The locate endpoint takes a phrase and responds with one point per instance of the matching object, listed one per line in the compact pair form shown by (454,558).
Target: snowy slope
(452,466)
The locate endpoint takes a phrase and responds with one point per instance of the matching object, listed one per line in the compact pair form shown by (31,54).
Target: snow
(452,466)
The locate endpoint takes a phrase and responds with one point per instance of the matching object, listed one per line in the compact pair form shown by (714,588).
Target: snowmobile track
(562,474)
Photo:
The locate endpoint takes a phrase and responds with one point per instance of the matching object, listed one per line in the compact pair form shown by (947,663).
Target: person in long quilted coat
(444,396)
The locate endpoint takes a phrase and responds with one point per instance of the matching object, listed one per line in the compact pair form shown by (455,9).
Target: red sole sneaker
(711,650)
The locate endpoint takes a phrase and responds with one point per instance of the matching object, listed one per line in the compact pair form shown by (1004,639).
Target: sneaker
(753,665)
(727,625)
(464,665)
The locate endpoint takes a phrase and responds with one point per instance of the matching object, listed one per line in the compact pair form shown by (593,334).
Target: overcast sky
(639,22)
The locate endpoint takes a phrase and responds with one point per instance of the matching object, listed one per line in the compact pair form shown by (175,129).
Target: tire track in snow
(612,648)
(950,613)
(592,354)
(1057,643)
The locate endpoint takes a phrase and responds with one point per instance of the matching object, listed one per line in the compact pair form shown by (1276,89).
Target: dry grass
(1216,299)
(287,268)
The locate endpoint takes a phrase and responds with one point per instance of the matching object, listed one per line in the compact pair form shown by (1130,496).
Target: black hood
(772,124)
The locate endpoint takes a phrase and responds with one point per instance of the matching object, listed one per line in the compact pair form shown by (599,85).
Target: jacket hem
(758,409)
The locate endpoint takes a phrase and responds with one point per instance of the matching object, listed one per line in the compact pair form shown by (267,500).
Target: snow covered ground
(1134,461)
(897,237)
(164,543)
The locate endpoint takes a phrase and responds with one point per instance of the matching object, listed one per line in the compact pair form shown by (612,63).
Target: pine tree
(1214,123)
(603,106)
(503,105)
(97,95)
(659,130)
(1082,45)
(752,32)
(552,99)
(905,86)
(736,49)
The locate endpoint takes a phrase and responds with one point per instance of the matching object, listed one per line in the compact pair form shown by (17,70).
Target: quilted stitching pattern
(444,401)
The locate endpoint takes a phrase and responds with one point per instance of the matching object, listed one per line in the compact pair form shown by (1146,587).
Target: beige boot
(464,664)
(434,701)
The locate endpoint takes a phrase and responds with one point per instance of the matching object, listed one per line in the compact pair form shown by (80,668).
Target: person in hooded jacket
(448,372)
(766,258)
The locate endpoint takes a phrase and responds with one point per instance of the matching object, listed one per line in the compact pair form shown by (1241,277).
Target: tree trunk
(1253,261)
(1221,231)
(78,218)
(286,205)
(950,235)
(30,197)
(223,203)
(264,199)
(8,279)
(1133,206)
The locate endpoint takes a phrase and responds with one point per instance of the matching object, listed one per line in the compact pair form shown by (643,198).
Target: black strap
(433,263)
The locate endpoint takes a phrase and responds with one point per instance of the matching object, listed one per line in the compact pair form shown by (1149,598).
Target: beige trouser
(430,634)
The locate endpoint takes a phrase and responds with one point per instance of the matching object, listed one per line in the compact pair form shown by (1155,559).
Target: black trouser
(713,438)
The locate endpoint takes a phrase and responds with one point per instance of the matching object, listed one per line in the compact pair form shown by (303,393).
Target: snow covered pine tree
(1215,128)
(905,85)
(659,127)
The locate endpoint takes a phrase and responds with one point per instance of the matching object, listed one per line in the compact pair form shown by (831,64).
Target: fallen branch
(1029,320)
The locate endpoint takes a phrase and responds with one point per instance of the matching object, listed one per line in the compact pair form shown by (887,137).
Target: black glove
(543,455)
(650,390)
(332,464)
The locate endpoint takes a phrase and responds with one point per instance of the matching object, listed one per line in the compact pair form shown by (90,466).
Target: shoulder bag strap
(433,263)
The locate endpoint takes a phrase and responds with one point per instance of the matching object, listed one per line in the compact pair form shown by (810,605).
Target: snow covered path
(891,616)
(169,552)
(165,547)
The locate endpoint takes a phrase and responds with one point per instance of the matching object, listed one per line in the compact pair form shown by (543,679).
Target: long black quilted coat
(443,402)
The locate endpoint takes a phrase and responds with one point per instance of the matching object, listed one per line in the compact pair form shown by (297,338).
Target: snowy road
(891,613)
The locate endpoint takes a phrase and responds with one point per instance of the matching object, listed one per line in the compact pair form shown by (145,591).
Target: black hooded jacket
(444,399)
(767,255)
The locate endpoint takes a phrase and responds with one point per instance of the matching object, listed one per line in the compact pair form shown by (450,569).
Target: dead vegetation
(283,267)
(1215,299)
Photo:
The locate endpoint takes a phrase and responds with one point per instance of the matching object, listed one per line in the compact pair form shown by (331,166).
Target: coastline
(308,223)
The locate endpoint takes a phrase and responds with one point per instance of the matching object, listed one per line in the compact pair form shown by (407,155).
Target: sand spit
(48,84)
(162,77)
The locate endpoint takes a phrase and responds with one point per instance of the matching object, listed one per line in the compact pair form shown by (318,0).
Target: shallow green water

* * *

WHAT IS ASKED:
Faithfully transcribe the whole of the data.

SOLUTION FOR THIS PROBLEM:
The locate endpoint takes a phrase and responds with one point per instance of the matching object, listed one per line in the compact pair form shown by (454,558).
Target: snowy slope
(452,466)
The locate endpoint takes a phrase and responds with one point per instance of the matching object, listed one per line in the compact pair form shown by (31,54).
Target: snow
(452,466)
The locate endpoint takes a phrase and responds with one point per instance of the matching object, listed one per line in the compact pair form shown by (714,588).
Target: snowmobile track
(562,474)
Photo:
The locate endpoint takes a phrase and responds with one point per instance of the matching object, listed one per line in the compact pair form shown by (947,663).
Target: person in long quilted coat
(444,396)
The locate endpoint takes a phrase and responds with one point per instance of the matching object, listed one per line in the compact pair form shown by (455,9).
Target: red sole sneaker
(711,650)
The locate endpoint takes a phrase and responds with one point per instance of the matching object, listed one per line in the compact pair form shown by (1004,639).
Target: sneaker
(753,665)
(727,625)
(464,665)
The locate endpoint takes a phrase and responds with one point per instance of the matching object, listed one per line in the compact pair form shown by (593,334).
Target: overcast sky
(639,22)
The locate endpoint takes a phrase and responds with one point per instance of the matching object, listed one per line in the compact pair form shown by (175,129).
Target: tire track in snow
(612,648)
(950,613)
(592,354)
(1057,643)
The locate endpoint takes a phrase and responds with one point per instance of the matching object, listed one per line in the compact pair form shown by (1276,89).
Target: dry grass
(1216,299)
(287,268)
The locate endpoint takes a phrase and responds with one point per instance of the matching object, listed one per line in the compact pair form shown by (1130,496).
Target: black hood
(772,124)
The locate endpoint takes a phrase and responds with one point per instance of the matching object, listed one per line in the compact pair form shown by (599,85).
Target: jacket hem
(758,409)
The locate endpoint takes a phrase and responds with one point per instance of the matching object, listed one per line in the compact pair form shown by (267,500).
Target: snow covered ground
(1134,461)
(897,237)
(164,543)
The locate endpoint takes a phrase and responds with one point per instance of the matching object, listed one per line in the compact pair form shown by (612,63).
Target: pine tree
(1214,123)
(603,106)
(503,105)
(97,95)
(659,130)
(1082,45)
(752,32)
(552,99)
(905,86)
(736,49)
The locate endpoint takes a phrase and responds with one point per instance of the matching object, listed one per line in the compact pair form shown by (17,70).
Target: quilted stitching pattern
(444,401)
The locate endpoint takes a phrase and responds with one point per instance of the matching object, listed one per line in the compact pair form shown by (1146,587).
Target: beige boot
(464,664)
(434,701)
The locate endpoint takes a phrase and responds with one point per instance of the matching object, listed one per line in the compact pair form shown by (80,668).
Target: person in hooded jacket
(448,372)
(766,258)
The locate endpoint takes a phrase and responds with one point per instance of the matching object, listed one per line in the compact pair form shown by (1241,277).
Target: tree trunk
(1253,261)
(1221,231)
(78,218)
(286,205)
(950,235)
(30,197)
(223,203)
(264,199)
(8,279)
(1133,206)
The locate endpoint takes a phrase and responds with one point per instance of the matching object, listed one per line in the compact pair form shown by (643,198).
Target: black strap
(433,263)
The locate endpoint takes a phrase and responds with one point per instance of the matching object, listed one per line in the compact pair form shown by (1149,598).
Target: beige trouser
(430,634)
The locate endpoint takes a phrase and responds with one point per instance of the matching object, listed one per line in the compact pair form shown by (1155,559).
Target: black trouser
(713,438)
The locate endpoint takes a phrase and responds with one point per instance of the matching object, listed one per line in the compact pair form shown by (303,393).
Target: snow covered pine tree
(1215,128)
(905,85)
(659,127)
The locate endpoint takes a phrase and responds with one point per instance of the matching object, listed one per line in the compact pair form shown by (831,64).
Target: fallen branch
(1029,320)
The locate endpoint takes a phrase and responds with one point per instance of the matching object, listed one per line in the compact pair form shown by (887,137).
Target: black glove
(543,455)
(650,390)
(332,464)
The locate endpoint takes a phrase and responds with one point per instance of the matching object, listed one per line in the compact pair form shown by (90,466).
Target: shoulder bag strap
(433,263)
The locate endpoint takes a phrase and responds with one point per instance of the matching object, listed one per line in the compact pair form shown by (810,605).
Target: snow covered path
(891,616)
(169,552)
(165,547)
The locate endpoint takes a phrase and responds with one point per instance of the matching object, listed one per line in the compact pair form shown by (543,679).
Target: long black quilted coat
(443,402)
The locate endpoint takes a phrase and responds with one point per instance of the matching object, listed one per line in the compact pair form shown by (297,338).
Target: snowy road
(891,613)
The locate endpoint takes a phrase and responds with one point per instance of the matching object, listed one per line in the compact pair form shown by (145,591).
Target: black hooded jacket
(444,399)
(767,255)
The locate endpoint takes a phrase and responds with one point per instance of the matching object, listed one per line in the compact pair form shown by (450,569).
Target: dead vegetation
(283,267)
(1215,299)
Photo:
The locate endpoint takes a phrase and responds with one point per instance of the matching object, listed one per line in the compact pair form shown by (331,166).
Target: coastline
(308,223)
The locate endpoint takes a phrase and responds with one point per instance of the matching object, listed one per line in the compact pair form shown by (407,155).
Target: sand spit
(48,84)
(162,77)
The locate endpoint takes a phrase and responds with one point per instance of the matching object, listed one per line in the compact pair form shown by (318,0).
Target: shallow green water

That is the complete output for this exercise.